(Texto de apoio):

-=-=-=-=-

Rodrigo
Casarin - Do UOL, em São Paulo
A escritora
brasileira Carolina Maria de Jesus durante noite de autógrafos do lançamento de
seu livro "Quarto de Despejo", em uma livraria na rua Marconi, em São
Paulo (SP), no ano de 1960
Se as favelas
e as periferias conseguiram construir um movimento literário próprio, com
escritores, editores e eventos que fomentam a arte escrita nos bairros mais
carentes e isolados – a dita literatura marginal –, em muito isso se deve a
Carolina Maria de Jesus, que completaria 100 anos em 2014.
Em celebração
ao seu centenário, a autora está sendo homenageada pela Balada Literária, que
reunirá escritores em torno de mesas de discussões entre os dias 19 e 23 de
novembro, em diversos pontos de São Paulo (confira a programação
aqui).
Mãe solteira
de três filhos, catadora de papel e ferro velho, Carolina vivia na favela do
Canindé, entre a zona norte e o centro de São Paulo, quando chamou a atenção do
jornalista Audálio Dantas. Ele conheceu a moça durante a apuração de uma
reportagem e achou interessante seus 35 cadernos repletos de anotações que
formavam um diário. Contou a história de Carolina, então, em algumas matérias e
conseguiu com que uma editora publicasse parte dos escritos.
"Quarto
de Despejo: Diário de uma Favelada" saiu em 1960, vendeu mais de 80 mil
exemplares e foi traduzido para 13 línguas. Esse sucesso, como não poderia ser
diferente, mexeu bastante com a vida de Carolina.
"Ela é
uma guerreira, é única na história da literatura brasileira. Tem uma linguagem
autêntica, própria. Precisa ser celebrada agora e eternamente", justifica
Marcelino Freire, escritor, criador e curador do evento.

-=-=-=-=-

(Bloco de dados):
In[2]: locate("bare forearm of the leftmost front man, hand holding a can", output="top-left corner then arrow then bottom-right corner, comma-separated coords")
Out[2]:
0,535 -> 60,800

-=-=-=-=-

(Enunciado A):
Diga se cada afirmação concorda com o texto sobre Carolina Maria de Jesus, respondendo sim ou não e citando literalmente as palavras do texto que decidem: (i) Carolina morava na favela do Canindé; (ii) o livro vendeu menos de 50 mil exemplares; (iii) Audálio Dantas conheceu Carolina enquanto apurava uma reportagem.
(Enunciado B):
Resuma em duas frases o texto sobre Carolina Maria de Jesus.
(Enunciado C):
Responda com base no texto sobre Carolina Maria de Jesus:
(i) Quantos cadernos de anotações Carolina tinha?
(ii) Entre quais dias de novembro a Balada Literária reunirá escritores?
(iii) Em que rua ficava a livraria onde foi lançado "Quarto de Despejo"?
Os dados não entram em nada do que se pede aqui.

(Resolução A):
(i) Sim: "Carolina vivia na favela do Canindé"
(ii) Não: "vendeu mais de 80 mil exemplares"
(iii) Sim: "Ele conheceu a moça durante a apuração de uma reportagem"

(Resolução B):
Carolina Maria de Jesus, catadora de papel que vivia na favela do Canindé, teve parte de seu diário publicada em 1960 como "Quarto de Despejo" graças ao jornalista Audálio Dantas, e o livro vendeu mais de 80 mil exemplares e foi traduzido para 13 línguas. A literatura marginal deve muito a ela, que é homenageada em seu centenário pela Balada Literária, em São Paulo.

(Resolução C):
(i) 35 cadernos.
(ii) Entre os dias 19 e 23 de novembro.
(iii) Na rua Marconi.